─── Data records ───
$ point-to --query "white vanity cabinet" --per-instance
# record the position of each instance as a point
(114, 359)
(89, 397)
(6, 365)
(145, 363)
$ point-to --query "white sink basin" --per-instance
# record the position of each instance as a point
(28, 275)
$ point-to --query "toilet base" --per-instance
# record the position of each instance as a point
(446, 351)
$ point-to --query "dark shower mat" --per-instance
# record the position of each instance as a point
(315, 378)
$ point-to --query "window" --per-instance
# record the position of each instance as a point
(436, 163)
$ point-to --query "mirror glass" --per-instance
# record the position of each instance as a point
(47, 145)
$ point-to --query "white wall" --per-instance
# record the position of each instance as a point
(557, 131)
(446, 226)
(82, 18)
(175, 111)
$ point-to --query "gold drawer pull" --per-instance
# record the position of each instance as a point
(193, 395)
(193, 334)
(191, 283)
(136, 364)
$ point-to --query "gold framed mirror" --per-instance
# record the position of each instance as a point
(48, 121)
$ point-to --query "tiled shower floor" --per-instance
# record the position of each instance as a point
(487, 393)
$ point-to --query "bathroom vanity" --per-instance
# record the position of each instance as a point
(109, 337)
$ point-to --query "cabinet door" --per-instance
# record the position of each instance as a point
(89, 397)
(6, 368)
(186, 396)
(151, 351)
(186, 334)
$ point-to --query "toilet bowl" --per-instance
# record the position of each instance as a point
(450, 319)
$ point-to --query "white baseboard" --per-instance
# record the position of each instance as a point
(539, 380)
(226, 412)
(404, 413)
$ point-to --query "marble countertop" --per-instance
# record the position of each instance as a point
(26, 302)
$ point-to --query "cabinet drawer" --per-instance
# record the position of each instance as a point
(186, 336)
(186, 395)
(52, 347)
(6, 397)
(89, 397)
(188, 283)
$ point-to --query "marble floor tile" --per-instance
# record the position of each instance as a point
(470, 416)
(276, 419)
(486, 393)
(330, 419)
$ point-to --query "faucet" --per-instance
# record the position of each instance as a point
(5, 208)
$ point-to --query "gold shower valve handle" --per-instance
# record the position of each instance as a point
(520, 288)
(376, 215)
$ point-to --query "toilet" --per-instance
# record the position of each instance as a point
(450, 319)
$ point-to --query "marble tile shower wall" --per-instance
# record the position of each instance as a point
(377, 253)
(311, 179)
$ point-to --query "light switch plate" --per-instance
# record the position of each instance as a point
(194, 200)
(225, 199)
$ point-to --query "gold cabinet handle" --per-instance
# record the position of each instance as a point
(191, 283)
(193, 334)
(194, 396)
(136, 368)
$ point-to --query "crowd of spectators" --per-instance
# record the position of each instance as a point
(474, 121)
───
Show all of the lines above in which "cabinet" is present.

Exercise response:
$ point-to --query "white vanity cabinet" --per-instance
$ point-to --query "cabinet door" --per-instance
$ point-to --query "cabinet drawer" --per-instance
$ point-to --query "gold cabinet handle" --per-instance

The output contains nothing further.